| Problem requirements |
Everything in the records below goes into the copy exactly, except the pictures.

| Entries shown |
★ ★ ★ ★

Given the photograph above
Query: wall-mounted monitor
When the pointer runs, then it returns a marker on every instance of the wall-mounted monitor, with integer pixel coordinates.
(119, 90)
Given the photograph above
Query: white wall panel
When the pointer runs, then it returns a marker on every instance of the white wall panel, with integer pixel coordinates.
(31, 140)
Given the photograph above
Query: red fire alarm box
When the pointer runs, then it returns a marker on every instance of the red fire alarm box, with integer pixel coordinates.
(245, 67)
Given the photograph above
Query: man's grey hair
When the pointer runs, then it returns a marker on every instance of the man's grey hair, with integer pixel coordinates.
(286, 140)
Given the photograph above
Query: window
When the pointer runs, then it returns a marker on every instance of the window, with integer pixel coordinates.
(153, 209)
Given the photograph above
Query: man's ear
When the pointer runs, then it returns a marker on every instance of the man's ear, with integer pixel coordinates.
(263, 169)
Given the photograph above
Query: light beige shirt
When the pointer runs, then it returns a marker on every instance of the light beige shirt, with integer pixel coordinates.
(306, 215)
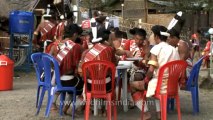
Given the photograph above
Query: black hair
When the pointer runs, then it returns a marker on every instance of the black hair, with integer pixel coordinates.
(70, 29)
(118, 34)
(157, 29)
(174, 33)
(69, 15)
(141, 32)
(104, 34)
(133, 30)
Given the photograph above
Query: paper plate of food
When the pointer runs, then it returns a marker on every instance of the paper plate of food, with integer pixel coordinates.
(134, 59)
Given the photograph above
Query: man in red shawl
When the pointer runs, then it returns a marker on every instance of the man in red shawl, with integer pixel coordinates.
(100, 51)
(46, 29)
(68, 54)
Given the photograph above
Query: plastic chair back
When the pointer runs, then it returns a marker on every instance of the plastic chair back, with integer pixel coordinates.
(51, 63)
(174, 70)
(38, 65)
(97, 71)
(193, 78)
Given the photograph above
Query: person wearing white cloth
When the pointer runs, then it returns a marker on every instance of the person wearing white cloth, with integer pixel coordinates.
(161, 53)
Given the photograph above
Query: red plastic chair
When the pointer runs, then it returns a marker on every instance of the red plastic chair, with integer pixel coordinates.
(175, 69)
(97, 71)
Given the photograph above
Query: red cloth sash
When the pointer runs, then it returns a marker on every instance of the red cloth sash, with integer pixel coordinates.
(94, 52)
(100, 52)
(66, 47)
(48, 31)
(59, 30)
(69, 56)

★ ★ ★ ★

| Output of the task |
Given the photograph above
Query: wall-mounted monitor
When the pointer runs, then it returns a marker on every instance of the wall-mounted monitor, with integer pixel coordinates.
(119, 90)
Given the photograph above
Query: white wall panel
When the pointer runs, then it returns a marker on every instance of the white wall panel, with integer pixel coordinates.
(31, 140)
Given the photograph above
Query: red fire alarm box
When the pointer runs, then it returns a marker on every instance of the red fire alarm box, with integer pixel coordinates.
(245, 67)
Given the photograph above
Query: man's grey hair
When the pointer runs, then it returns a marker on every instance of the man's grey hair, with integer pixel coordinates.
(286, 140)
Given the photograph above
Query: window
When the pointer runs, then it returns a marker on every instance of the window, with integer pixel coordinates.
(153, 209)
Given the photograph above
Query: man's ear
When the pointer runs, then it returns a marker on every instance of the man's ear, with integer pixel coordinates.
(263, 169)
Given the photograph above
Query: light beige shirt
When the pointer runs, then it returns a marker on every instance of the light beige shirt, with integer pixel coordinates.
(306, 215)
Given the photograph above
Query: black hair
When the pointer runs, then it returns a marker on every instance of the black hair, with integer pixel coordinates.
(70, 29)
(118, 34)
(157, 29)
(174, 33)
(69, 15)
(141, 32)
(104, 34)
(133, 30)
Given the photograph above
Query: paper plate of food
When the pointer runs, then it returns a marker on every instance of the paper plate of food, with integer pixel coordinates.
(134, 59)
Given the photograph above
Query: man in red shawl
When the pointer runs, then it returns a marker on every instance of the man in red shawl, with integer pixel coordinates.
(100, 51)
(46, 29)
(68, 54)
Given the photograph above
Query: plastic chair back
When the pointer runs, then it returns a marker on every instance of the plastic chair back, with integer pixel coordinates.
(51, 63)
(174, 70)
(38, 65)
(97, 71)
(193, 78)
Given the photograph above
Query: person wearing white cloth
When the pointer runs, then it returns a marker on every instance of the person wearing white cloth, with integer pixel coordinates.
(161, 53)
Given the photograph above
Query: red plastic chair
When the pointer runs, then it returns a marker on every instance of the red plastic chair, with integer pixel coordinates.
(175, 69)
(97, 71)
Given the photograph above
Query: red cloth sash
When the pointer runs, then it returns a marker on every instance of the red cloth sash, with integer pixel coordinates.
(94, 52)
(100, 52)
(66, 47)
(48, 31)
(59, 30)
(69, 56)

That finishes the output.